Could you format every line of the items below as a JSON list of strings, one string per line, leaving out blank lines and the pictures?

*RECORDED INFORMATION*.
———
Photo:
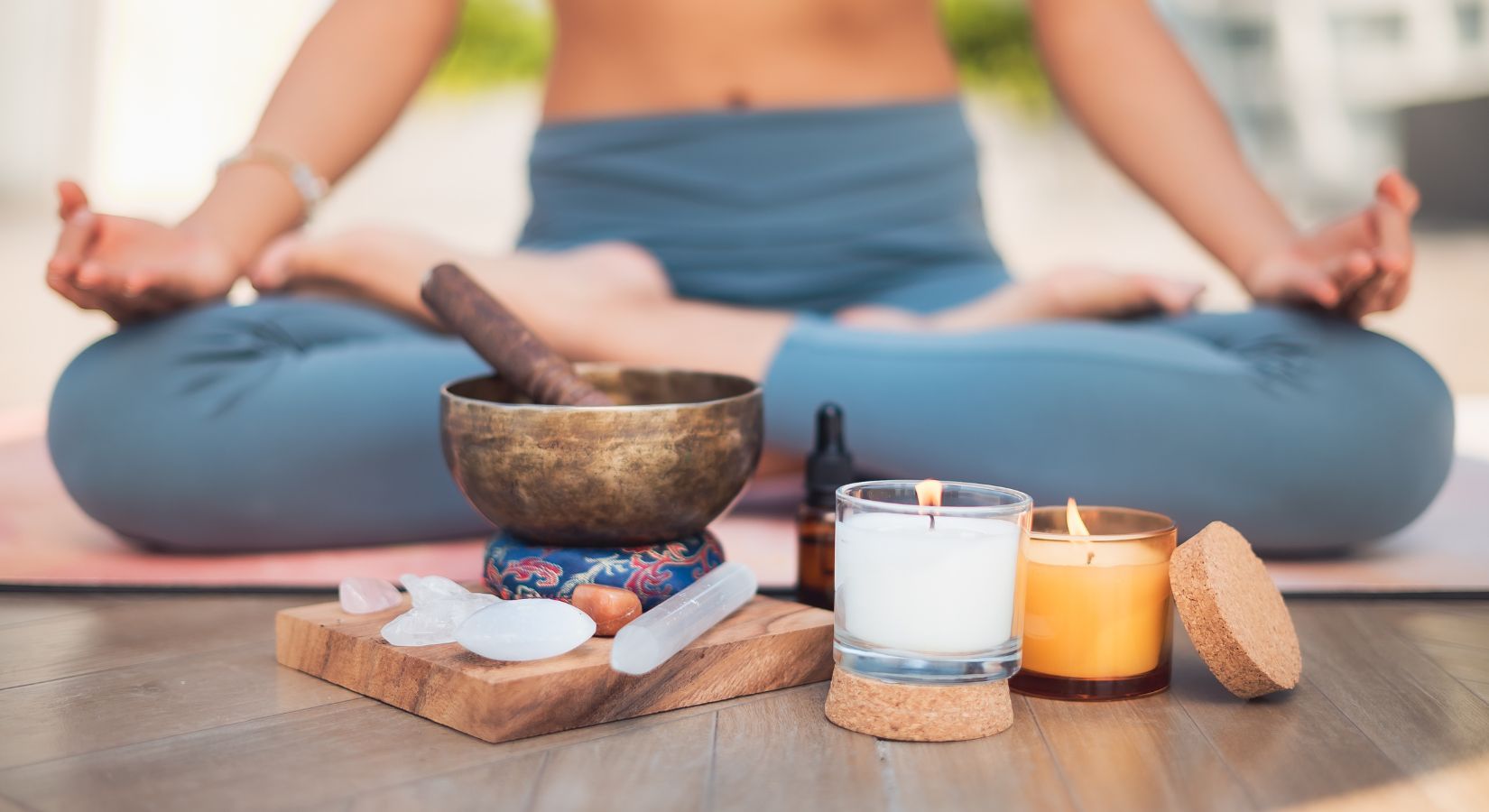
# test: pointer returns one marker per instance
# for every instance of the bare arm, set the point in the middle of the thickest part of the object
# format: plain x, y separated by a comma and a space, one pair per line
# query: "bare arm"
———
*RESPONSE FOR THIS EXERCISE*.
[
  "Photo:",
  "# test: pointer returns one marker per instance",
  "# for every instance of the bare arm, set the point in the middle of the thickest part of the object",
  "# format: plain x, y separated by a comma and a space, one pair per line",
  "# query: \"bare arm\""
]